%%

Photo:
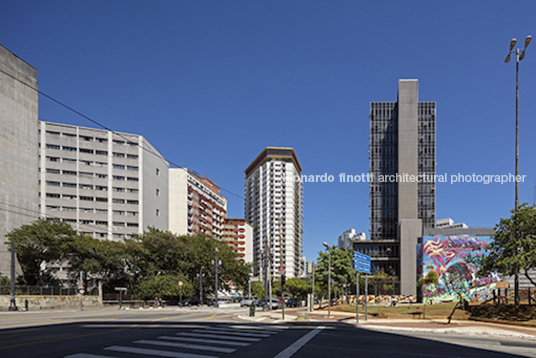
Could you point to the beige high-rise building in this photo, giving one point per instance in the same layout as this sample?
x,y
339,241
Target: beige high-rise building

%%

*Challenge:*
Copy out the lines above word for word, without the pictures.

*Complete response:*
Photo:
Could you point to the beige high-rise building in this photo, giving one point per instance in the same layout as this sample?
x,y
339,241
Target: beige high-rise building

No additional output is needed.